Your task: Report each line of the records below that contains the string "marks", treating uppercase and lowercase letters as distinct.

=== Given records ===

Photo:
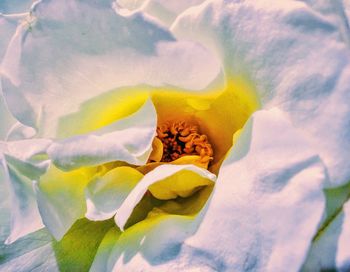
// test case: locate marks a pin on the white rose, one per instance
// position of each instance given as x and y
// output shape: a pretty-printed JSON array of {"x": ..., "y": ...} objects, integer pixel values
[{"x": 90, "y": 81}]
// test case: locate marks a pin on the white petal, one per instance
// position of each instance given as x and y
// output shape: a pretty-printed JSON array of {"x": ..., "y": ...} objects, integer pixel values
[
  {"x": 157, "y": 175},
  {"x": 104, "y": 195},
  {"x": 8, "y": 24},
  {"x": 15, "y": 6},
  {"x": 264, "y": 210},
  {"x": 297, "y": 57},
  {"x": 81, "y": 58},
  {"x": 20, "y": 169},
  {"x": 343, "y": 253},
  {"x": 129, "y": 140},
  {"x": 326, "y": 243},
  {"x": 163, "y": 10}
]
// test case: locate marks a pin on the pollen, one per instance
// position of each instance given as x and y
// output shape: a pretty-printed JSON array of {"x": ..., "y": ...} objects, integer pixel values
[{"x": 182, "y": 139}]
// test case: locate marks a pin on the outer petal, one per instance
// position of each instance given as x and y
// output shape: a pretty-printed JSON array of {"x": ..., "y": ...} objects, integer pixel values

===
=== Given records ===

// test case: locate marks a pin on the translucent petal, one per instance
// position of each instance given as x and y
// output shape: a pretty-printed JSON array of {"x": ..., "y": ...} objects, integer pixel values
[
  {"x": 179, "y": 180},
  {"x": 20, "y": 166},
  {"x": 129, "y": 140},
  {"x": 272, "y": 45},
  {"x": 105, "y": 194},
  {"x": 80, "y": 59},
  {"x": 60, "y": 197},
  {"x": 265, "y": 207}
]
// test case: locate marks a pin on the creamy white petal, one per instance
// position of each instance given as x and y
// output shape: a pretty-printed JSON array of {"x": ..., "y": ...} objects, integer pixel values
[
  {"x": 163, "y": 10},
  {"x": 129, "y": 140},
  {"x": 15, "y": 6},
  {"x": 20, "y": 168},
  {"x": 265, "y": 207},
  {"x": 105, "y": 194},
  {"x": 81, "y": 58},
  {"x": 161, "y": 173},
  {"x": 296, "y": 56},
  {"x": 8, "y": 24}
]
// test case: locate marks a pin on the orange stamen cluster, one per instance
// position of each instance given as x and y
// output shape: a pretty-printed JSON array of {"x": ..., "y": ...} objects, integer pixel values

===
=== Given records ===

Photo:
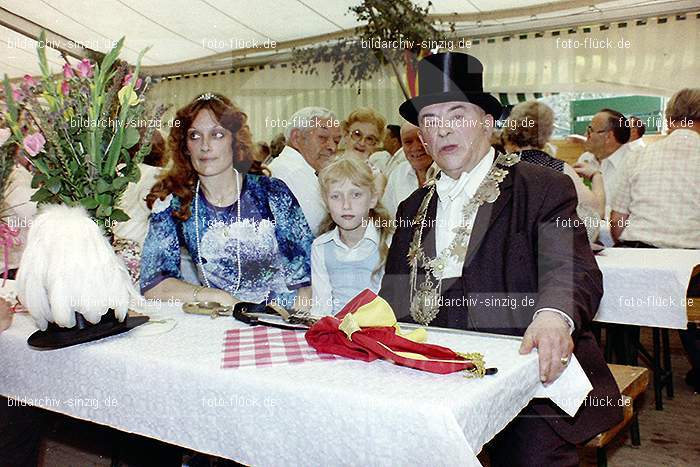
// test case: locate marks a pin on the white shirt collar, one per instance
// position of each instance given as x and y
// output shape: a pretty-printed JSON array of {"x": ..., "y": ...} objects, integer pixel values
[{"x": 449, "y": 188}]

===

Result for this task:
// test case: locate marks a pin on the white rose, one per instance
// test case: locate marks a pin on the white petal, one per instance
// test case: locate marks a pin on the pollen, one per instance
// test case: locate marks a pin on the outer petal, one per instance
// test case: locate marks a pin on the translucent petal, one per instance
// test case: locate marks a pin on the creamy white petal, one per instance
// test case: locate marks a pin on the orange stamen cluster, one per instance
// test case: locate marks a pin on the white shirt collar, one per instance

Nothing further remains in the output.